→ Exercise details
Retype all of the material below line for line, keeping every character unchanged.

Saved data entries
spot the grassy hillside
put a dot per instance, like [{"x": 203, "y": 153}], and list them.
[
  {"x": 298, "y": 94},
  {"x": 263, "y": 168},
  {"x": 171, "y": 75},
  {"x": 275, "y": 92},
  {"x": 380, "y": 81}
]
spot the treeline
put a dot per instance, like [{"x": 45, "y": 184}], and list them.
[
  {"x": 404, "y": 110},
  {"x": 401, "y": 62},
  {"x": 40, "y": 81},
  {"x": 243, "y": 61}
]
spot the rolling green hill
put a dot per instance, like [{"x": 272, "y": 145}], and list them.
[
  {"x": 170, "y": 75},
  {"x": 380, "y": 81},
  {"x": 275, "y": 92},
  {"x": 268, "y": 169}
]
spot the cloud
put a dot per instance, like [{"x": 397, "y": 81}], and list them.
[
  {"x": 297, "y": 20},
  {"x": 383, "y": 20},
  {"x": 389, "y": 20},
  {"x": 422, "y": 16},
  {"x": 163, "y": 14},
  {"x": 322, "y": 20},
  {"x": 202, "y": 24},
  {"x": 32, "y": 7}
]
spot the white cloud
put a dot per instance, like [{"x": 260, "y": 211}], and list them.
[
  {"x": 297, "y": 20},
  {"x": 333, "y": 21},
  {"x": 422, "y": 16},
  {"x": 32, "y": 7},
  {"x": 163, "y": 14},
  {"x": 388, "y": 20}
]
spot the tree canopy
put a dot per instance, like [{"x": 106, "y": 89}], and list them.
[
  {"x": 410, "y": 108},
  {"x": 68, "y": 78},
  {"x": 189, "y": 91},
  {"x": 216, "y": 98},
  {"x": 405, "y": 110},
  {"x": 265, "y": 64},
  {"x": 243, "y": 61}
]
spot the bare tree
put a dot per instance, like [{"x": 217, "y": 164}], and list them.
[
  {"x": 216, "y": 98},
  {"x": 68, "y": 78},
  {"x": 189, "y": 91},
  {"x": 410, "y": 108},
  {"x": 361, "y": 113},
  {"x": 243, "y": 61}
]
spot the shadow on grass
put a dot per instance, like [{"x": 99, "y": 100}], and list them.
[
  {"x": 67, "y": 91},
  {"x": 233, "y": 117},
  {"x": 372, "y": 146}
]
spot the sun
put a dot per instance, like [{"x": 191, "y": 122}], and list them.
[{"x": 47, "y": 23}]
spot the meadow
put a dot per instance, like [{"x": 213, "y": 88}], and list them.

→ Completed exercise
spot the grassy hillside
put a dot per instance, like [{"x": 203, "y": 153}], and list them.
[
  {"x": 298, "y": 94},
  {"x": 263, "y": 168},
  {"x": 171, "y": 75},
  {"x": 275, "y": 92},
  {"x": 380, "y": 81}
]
spot the treeline
put a dot per instance, like [{"x": 45, "y": 184}], and list them.
[
  {"x": 404, "y": 110},
  {"x": 401, "y": 62},
  {"x": 40, "y": 81},
  {"x": 243, "y": 61}
]
spot the rolling green hill
put a dot per instance, like [{"x": 272, "y": 145}], and list them.
[
  {"x": 170, "y": 75},
  {"x": 380, "y": 81},
  {"x": 275, "y": 92},
  {"x": 268, "y": 169}
]
spot the cloud
put a dot per instance, like [{"x": 397, "y": 81}], and list them.
[
  {"x": 297, "y": 20},
  {"x": 383, "y": 20},
  {"x": 389, "y": 20},
  {"x": 422, "y": 16},
  {"x": 163, "y": 14},
  {"x": 322, "y": 20},
  {"x": 202, "y": 24},
  {"x": 32, "y": 7}
]
spot the white cloud
put a dot per instance, like [{"x": 260, "y": 211}], and list them.
[
  {"x": 297, "y": 20},
  {"x": 333, "y": 21},
  {"x": 422, "y": 16},
  {"x": 32, "y": 7},
  {"x": 163, "y": 14},
  {"x": 388, "y": 20}
]
spot the tree canopy
put a dot per instance, like [{"x": 106, "y": 89}], and list them.
[
  {"x": 410, "y": 108},
  {"x": 68, "y": 78},
  {"x": 189, "y": 91},
  {"x": 216, "y": 98},
  {"x": 405, "y": 110},
  {"x": 265, "y": 64},
  {"x": 243, "y": 61}
]
spot the bare tree
put a dot per instance, like [{"x": 217, "y": 164}], and list them.
[
  {"x": 216, "y": 98},
  {"x": 68, "y": 78},
  {"x": 189, "y": 91},
  {"x": 410, "y": 108},
  {"x": 361, "y": 113},
  {"x": 243, "y": 61}
]
spot the shadow on grass
put a dot per instance, like [{"x": 99, "y": 100}], and list them.
[
  {"x": 67, "y": 91},
  {"x": 233, "y": 117},
  {"x": 372, "y": 146}
]
spot the sun
put a dot per instance, like [{"x": 191, "y": 122}], and list them.
[{"x": 47, "y": 23}]
spot the meadow
put a dot per instance, like [{"x": 213, "y": 88}], and list them.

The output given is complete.